* **Task**:
For the entries below, repeat exactly each line starting with the one that contains "chair, one per animal or object that matches." and going on through the one that contains "woman with blonde", and no others.

-------- Dataset

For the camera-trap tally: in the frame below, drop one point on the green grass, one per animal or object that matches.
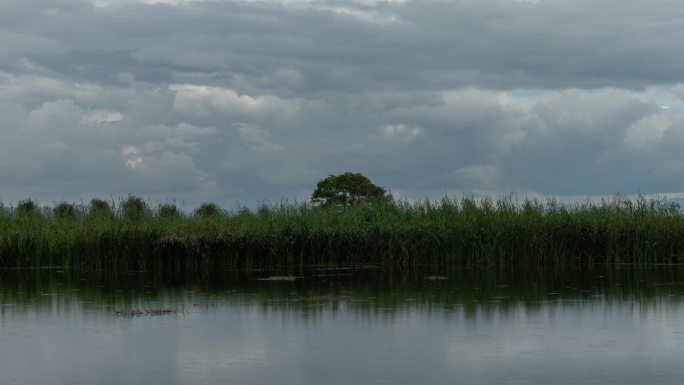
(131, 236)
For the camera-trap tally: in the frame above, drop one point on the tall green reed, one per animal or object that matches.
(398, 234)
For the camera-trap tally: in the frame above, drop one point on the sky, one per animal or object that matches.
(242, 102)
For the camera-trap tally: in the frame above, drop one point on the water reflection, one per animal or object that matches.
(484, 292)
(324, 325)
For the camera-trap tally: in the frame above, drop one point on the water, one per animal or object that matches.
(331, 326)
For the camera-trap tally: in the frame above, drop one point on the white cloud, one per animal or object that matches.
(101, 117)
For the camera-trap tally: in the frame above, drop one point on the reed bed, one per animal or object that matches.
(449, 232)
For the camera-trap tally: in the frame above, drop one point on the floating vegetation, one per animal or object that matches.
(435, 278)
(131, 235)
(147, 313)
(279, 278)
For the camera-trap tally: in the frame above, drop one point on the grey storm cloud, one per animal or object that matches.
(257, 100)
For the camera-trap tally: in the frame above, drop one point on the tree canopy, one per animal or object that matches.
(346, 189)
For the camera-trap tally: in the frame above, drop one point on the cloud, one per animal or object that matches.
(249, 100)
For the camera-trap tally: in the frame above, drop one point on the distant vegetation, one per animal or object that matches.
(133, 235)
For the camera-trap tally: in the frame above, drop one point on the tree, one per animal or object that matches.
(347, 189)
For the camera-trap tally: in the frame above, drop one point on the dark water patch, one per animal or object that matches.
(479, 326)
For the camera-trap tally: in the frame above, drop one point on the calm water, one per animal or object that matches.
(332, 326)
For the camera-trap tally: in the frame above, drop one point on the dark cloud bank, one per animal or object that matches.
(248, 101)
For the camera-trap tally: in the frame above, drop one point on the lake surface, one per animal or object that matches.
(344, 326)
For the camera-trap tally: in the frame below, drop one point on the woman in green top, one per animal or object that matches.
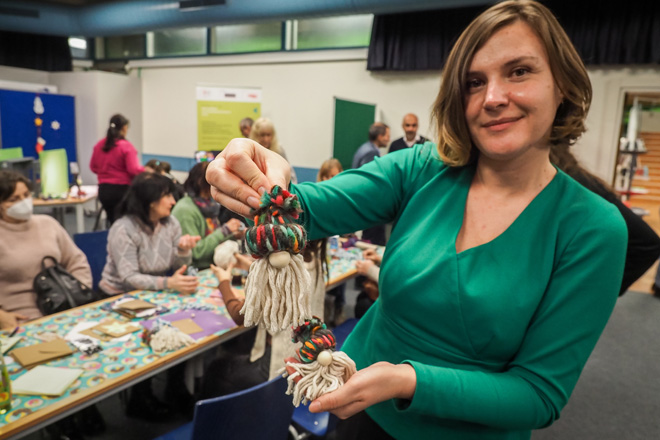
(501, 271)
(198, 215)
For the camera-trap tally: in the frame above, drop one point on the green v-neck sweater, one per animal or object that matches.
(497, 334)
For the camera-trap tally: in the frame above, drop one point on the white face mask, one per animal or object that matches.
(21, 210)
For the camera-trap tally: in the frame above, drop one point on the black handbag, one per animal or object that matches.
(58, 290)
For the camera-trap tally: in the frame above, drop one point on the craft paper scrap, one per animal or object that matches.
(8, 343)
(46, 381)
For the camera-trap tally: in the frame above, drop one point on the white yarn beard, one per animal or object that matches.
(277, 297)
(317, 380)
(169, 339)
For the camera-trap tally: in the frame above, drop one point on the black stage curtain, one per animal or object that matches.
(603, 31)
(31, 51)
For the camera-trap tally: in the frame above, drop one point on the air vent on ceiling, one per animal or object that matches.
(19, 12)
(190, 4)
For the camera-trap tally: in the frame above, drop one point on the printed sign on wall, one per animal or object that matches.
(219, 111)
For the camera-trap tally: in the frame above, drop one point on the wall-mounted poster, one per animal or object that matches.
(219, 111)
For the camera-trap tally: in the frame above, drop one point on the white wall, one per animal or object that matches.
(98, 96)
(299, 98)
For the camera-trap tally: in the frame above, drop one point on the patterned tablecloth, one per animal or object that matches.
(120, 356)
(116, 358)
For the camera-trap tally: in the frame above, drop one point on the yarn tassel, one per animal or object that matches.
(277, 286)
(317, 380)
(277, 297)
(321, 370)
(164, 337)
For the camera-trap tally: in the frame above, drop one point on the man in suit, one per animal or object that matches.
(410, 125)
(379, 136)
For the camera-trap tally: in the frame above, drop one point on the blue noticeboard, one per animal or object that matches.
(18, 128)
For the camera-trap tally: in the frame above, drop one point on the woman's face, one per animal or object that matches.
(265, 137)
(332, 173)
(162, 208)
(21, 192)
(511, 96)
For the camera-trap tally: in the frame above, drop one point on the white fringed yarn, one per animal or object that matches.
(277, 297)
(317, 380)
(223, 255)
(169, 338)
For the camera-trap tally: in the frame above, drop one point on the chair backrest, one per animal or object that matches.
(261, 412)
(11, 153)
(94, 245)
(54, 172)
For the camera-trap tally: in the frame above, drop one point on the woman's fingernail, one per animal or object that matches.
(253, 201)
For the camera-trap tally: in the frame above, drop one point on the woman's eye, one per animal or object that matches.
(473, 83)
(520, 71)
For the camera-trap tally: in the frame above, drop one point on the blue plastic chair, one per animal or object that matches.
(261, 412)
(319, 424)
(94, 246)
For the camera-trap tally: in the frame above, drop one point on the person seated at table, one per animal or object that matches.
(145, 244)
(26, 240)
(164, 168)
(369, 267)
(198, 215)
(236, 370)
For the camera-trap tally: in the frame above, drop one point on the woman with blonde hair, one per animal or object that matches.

----------------
-------- Dataset

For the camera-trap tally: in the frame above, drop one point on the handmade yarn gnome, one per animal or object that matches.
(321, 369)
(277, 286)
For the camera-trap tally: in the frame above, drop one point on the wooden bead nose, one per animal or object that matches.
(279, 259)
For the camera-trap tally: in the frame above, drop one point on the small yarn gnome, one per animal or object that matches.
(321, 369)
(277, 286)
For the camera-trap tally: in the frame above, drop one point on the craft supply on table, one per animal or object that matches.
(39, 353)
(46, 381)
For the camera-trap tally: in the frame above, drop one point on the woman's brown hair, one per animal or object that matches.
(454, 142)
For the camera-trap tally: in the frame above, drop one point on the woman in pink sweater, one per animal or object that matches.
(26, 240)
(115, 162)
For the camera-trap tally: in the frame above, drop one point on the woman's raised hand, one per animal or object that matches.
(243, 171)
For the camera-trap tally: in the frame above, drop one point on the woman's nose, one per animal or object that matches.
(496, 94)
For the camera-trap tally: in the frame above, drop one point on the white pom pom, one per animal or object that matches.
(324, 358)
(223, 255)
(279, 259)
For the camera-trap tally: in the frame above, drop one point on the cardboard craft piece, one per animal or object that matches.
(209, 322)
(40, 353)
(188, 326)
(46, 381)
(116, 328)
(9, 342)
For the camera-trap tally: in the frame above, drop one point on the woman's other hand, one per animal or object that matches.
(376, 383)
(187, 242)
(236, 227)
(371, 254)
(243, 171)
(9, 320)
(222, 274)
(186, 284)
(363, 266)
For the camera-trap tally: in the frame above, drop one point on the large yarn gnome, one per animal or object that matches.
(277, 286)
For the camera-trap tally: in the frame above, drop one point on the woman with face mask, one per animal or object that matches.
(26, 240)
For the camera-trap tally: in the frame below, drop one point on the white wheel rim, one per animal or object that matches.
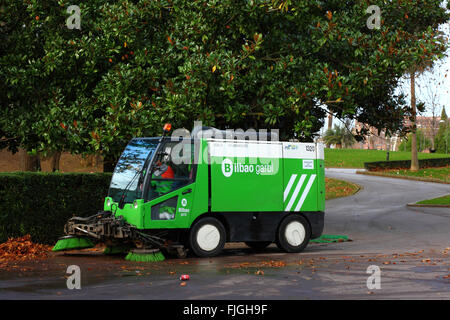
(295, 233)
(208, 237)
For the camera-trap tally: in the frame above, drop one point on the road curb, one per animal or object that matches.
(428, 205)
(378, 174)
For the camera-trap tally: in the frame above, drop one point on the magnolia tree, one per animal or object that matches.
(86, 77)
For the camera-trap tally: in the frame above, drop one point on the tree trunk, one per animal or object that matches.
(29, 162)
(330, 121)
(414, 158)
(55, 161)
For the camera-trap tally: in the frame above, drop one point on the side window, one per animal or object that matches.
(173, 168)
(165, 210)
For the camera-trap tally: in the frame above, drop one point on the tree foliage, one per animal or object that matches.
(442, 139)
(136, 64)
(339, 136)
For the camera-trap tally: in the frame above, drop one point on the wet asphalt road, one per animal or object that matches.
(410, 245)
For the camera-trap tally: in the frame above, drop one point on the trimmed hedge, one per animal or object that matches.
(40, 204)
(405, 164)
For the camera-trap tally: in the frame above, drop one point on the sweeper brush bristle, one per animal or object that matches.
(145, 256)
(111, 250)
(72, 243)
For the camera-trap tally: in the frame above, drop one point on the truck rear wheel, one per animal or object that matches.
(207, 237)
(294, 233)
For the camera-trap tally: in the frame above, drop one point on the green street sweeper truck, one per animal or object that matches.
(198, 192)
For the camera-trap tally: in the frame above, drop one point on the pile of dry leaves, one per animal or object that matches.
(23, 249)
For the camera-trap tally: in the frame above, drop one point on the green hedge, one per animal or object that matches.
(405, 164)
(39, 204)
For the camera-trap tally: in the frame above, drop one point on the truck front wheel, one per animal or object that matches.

----------------
-------- Dataset

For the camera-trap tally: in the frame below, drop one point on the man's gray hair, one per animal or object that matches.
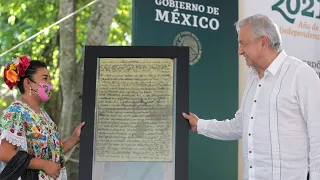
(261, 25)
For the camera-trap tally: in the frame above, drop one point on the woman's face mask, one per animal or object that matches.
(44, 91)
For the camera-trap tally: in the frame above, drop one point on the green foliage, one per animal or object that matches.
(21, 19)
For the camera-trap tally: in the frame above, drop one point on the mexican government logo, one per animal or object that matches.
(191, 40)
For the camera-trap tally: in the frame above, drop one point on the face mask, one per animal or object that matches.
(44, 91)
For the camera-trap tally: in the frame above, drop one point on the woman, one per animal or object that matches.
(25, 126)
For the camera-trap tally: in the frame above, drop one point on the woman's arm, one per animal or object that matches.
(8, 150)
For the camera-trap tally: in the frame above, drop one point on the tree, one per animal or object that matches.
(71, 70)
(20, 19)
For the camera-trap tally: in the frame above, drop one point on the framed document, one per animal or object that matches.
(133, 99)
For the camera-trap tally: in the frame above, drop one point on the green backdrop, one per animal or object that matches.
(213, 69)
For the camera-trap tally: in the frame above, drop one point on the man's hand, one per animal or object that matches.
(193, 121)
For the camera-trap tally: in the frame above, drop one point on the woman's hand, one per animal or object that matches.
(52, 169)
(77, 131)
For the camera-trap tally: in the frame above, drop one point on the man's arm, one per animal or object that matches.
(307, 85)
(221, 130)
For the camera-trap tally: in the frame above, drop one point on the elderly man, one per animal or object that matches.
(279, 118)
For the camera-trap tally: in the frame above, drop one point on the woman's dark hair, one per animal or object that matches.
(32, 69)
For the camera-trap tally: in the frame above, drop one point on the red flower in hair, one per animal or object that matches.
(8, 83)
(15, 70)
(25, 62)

----------------

* **Output of the task**:
For the camera-trap tally: in the frame above, drop one point on the blue plastic chair, one per animal or object that matches.
(261, 412)
(319, 424)
(94, 246)
For the camera-trap tally: in the frame above, drop one point on the person seated at table, one per animal or object that matches.
(145, 244)
(26, 240)
(164, 168)
(369, 267)
(198, 215)
(236, 370)
For the camera-trap tally: in the frame above, drop one point on the woman with blonde hair, one per animal or object that matches.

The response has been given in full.